[Referring expression data]
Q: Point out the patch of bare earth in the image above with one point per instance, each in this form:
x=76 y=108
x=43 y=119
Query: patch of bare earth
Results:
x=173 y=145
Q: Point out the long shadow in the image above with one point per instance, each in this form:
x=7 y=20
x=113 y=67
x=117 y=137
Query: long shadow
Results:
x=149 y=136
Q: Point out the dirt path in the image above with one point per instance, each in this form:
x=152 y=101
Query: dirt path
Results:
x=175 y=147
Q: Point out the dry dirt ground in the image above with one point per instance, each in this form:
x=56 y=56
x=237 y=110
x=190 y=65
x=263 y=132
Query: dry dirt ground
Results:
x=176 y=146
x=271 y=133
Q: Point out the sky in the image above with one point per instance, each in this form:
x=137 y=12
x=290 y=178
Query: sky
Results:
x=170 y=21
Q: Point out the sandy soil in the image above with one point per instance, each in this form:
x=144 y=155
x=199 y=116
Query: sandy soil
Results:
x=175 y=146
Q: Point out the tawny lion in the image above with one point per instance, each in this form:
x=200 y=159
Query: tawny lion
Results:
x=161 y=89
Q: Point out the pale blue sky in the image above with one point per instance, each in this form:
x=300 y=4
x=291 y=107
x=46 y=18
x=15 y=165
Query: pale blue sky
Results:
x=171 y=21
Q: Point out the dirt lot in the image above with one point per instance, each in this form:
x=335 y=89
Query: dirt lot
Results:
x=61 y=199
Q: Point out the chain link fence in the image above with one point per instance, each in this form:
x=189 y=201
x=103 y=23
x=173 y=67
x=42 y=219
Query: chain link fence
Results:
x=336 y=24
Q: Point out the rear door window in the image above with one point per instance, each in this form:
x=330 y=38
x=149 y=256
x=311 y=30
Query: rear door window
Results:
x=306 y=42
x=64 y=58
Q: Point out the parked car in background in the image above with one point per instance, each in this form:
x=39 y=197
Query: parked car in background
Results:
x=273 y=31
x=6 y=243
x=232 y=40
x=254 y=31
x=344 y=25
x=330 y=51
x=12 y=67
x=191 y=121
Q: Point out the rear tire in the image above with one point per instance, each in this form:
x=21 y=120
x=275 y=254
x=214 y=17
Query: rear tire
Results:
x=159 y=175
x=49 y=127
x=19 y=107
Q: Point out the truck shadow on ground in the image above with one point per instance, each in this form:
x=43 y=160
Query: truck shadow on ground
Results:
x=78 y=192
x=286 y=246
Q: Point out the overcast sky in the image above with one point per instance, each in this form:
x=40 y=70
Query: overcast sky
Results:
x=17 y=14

Requirement -
Please reproduce the records above in their entirety, exactly as given.

Response to the task -
Q: Point out the patch of bare earth in the image above with one point per instance, each in this form:
x=76 y=108
x=43 y=119
Query: patch of bare earth
Results:
x=173 y=145
Q: Point out the long shadow in the image above with one point per instance, each in this form:
x=7 y=20
x=113 y=67
x=117 y=137
Query: long shadow
Results:
x=149 y=136
Q: Point out the dirt path in the image above with one point per instance, each in this form:
x=152 y=101
Query: dirt path
Results:
x=175 y=147
Q: Point out the dry dirt ground in the image above with one point per instance, each in this form:
x=56 y=56
x=237 y=110
x=190 y=65
x=263 y=132
Query: dry dirt ground
Results:
x=176 y=146
x=271 y=133
Q: Point out the sky in the image above with one point per instance, each in this form:
x=137 y=12
x=290 y=178
Query: sky
Results:
x=170 y=21
Q: Point out the sandy soil in the image above with one point per instance, each in this form:
x=144 y=155
x=199 y=116
Query: sandy soil
Results:
x=175 y=146
Q: Point out the tawny lion in the image above with one point per instance, each in this form:
x=200 y=159
Query: tawny lion
Results:
x=161 y=89
Q: Point out the pale blue sky in the image above with one point per instance, each in this form:
x=300 y=4
x=291 y=107
x=46 y=18
x=15 y=165
Query: pale blue sky
Results:
x=171 y=21
Q: Point out the dirt lot in the image above with one point per instance, each in this form:
x=335 y=89
Query: dirt lot
Results:
x=61 y=199
Q: Point out the chain link fence in the image above with one point per instance, each in this form:
x=189 y=201
x=103 y=23
x=173 y=67
x=42 y=219
Query: chain link fence
Results:
x=336 y=24
Q: Point out the rear door window in the image above with one point per instance, each in this form:
x=330 y=38
x=149 y=256
x=311 y=30
Query: rear door window
Results:
x=306 y=42
x=64 y=58
Q: Point out the parked car in background in the image above with one point per instance, each in this form:
x=39 y=197
Query: parked car in background
Results:
x=273 y=31
x=6 y=243
x=232 y=40
x=254 y=31
x=344 y=25
x=330 y=51
x=12 y=67
x=191 y=121
Q: Point out the rear tire in the image above with one point per instance, each in this form:
x=21 y=120
x=275 y=254
x=214 y=17
Query: rear tire
Results:
x=159 y=175
x=49 y=127
x=19 y=107
Q: Point out the truck shadow on ground in the image above with one point per instance, each in this form:
x=43 y=160
Query: truck shadow on ground
Results:
x=78 y=192
x=286 y=246
Q: Point out the overcast sky in the image above with one point per instance, each in this form:
x=40 y=70
Query: overcast sky
Results:
x=17 y=14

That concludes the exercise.